[Instructions to follow] The lines to copy are those holding the string "neck" in the entries below.

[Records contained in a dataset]
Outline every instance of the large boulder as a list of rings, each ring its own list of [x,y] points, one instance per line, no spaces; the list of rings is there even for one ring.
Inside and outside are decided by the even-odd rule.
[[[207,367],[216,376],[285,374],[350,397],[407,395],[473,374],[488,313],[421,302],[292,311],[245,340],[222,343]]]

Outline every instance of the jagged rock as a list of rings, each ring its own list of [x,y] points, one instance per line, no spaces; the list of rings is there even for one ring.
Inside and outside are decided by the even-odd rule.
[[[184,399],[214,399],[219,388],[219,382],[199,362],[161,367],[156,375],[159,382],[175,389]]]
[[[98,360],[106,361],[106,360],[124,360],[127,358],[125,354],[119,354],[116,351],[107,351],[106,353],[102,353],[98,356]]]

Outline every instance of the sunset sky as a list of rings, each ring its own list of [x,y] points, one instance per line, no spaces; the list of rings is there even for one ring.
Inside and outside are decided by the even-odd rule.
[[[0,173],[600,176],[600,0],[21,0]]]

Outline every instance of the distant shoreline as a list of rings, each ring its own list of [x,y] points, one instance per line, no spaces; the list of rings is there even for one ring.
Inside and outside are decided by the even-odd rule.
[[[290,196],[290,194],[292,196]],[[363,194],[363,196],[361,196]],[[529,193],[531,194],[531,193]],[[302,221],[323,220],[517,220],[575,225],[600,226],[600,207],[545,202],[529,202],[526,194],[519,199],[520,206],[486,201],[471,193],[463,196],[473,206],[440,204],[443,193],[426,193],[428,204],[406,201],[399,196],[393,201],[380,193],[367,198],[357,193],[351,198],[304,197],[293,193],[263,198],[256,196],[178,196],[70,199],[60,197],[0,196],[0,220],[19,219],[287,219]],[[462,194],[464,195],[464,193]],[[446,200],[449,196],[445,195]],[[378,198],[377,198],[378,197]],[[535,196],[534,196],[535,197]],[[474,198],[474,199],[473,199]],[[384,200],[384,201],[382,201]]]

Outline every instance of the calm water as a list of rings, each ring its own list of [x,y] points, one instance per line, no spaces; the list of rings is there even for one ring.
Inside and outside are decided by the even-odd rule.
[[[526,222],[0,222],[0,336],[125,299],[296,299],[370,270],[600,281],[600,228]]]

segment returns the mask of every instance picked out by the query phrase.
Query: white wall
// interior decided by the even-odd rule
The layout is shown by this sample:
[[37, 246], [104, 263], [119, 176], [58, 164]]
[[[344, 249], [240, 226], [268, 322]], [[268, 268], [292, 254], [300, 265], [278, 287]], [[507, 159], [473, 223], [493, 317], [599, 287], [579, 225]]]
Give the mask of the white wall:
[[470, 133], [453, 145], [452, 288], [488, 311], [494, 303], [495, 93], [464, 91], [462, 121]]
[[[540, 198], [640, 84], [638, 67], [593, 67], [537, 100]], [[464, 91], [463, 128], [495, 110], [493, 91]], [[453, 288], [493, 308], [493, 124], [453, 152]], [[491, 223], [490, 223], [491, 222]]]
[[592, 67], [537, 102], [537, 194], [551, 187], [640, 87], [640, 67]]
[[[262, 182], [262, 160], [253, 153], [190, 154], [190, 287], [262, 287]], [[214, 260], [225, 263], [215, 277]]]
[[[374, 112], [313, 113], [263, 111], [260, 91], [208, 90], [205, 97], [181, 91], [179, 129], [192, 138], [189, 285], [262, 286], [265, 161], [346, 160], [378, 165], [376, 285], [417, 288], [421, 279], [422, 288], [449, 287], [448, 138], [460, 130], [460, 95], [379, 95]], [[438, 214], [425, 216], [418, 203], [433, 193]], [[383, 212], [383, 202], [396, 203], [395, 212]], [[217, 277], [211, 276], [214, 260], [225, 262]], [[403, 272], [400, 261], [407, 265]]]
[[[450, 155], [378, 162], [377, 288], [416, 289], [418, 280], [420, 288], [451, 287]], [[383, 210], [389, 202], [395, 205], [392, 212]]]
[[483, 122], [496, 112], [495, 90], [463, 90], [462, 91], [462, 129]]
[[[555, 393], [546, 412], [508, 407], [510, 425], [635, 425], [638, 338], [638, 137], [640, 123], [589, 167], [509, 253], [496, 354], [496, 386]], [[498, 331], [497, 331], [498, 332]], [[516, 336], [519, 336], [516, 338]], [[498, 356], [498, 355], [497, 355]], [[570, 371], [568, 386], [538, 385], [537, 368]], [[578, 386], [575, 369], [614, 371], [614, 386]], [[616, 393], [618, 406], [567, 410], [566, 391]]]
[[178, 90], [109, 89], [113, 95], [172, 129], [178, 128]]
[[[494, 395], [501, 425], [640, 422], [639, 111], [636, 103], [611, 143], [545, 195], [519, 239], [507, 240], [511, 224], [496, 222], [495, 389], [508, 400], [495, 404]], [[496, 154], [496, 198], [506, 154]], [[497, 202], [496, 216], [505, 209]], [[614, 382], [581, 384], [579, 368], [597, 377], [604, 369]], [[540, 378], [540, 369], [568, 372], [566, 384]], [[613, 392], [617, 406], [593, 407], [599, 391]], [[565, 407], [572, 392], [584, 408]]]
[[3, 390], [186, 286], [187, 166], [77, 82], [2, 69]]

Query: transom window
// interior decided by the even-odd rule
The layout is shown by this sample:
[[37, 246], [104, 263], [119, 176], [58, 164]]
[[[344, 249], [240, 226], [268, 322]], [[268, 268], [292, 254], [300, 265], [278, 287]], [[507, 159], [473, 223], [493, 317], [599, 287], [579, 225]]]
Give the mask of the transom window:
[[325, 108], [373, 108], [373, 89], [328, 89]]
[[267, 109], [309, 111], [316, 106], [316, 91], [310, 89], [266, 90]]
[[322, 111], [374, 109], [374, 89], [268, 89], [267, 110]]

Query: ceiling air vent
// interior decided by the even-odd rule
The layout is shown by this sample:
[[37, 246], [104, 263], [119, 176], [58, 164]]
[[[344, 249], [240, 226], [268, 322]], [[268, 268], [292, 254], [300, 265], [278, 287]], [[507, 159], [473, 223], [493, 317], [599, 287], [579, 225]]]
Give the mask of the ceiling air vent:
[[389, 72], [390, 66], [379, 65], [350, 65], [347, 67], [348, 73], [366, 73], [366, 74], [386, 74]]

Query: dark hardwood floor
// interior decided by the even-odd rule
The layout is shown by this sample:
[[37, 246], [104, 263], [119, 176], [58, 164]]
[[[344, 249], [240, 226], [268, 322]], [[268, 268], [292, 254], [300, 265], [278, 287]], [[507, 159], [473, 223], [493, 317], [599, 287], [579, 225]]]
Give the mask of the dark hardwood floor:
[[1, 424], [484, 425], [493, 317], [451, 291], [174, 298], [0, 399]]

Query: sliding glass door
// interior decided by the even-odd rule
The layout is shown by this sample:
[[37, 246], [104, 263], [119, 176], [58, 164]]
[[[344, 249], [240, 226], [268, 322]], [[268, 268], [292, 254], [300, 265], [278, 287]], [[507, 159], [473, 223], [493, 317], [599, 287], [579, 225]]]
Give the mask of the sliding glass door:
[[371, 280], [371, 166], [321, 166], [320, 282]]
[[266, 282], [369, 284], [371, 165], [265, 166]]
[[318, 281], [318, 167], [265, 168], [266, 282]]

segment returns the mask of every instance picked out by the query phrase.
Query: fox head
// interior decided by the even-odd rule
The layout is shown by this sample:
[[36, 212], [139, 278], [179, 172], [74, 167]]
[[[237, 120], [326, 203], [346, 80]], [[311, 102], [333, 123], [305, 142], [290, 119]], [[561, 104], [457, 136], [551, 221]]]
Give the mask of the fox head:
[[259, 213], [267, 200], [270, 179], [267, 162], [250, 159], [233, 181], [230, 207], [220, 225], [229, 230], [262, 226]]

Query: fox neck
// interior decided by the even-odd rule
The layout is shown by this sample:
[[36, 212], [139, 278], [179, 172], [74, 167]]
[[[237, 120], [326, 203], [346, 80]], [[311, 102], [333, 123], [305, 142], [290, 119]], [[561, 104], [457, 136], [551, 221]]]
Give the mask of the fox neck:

[Response to this exercise]
Query: fox neck
Give the mask of the fox neck:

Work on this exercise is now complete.